— Instruction —
Go through the records and copy out every line that contains the word "bird".

— Task material —
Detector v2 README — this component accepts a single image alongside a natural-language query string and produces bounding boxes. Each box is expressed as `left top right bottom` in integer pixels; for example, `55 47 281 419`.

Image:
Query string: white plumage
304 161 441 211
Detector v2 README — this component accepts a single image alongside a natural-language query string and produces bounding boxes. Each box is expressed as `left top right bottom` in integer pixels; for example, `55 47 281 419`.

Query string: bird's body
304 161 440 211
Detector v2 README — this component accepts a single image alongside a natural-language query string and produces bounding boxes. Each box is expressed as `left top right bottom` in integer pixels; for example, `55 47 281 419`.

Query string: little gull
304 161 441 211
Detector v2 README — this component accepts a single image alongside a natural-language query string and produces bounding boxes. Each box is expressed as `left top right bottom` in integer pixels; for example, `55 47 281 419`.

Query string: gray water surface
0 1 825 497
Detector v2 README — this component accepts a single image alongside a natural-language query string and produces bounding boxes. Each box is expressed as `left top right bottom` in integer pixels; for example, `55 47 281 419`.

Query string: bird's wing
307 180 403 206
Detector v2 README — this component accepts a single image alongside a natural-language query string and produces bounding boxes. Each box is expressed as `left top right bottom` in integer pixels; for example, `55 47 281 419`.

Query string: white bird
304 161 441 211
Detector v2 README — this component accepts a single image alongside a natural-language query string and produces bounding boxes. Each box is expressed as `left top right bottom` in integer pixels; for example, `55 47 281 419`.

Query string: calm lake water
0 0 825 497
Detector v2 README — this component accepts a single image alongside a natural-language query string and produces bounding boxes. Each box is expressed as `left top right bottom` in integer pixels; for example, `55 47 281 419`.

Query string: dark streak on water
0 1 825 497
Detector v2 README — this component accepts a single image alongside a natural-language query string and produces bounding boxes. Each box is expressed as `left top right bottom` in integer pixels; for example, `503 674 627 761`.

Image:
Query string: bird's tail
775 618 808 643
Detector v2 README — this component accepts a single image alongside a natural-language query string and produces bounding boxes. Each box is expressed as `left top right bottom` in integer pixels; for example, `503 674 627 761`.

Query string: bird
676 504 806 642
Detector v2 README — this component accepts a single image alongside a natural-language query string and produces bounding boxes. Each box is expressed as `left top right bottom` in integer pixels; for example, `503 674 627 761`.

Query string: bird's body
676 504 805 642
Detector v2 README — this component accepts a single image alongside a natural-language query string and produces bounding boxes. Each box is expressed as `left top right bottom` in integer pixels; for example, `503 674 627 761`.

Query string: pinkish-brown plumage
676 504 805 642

— Exercise answer —
Query string: bird's body
Query string: bird's wing
Query string: white bird
Query string: bird's tail
Query string: bird
Query string: bird's body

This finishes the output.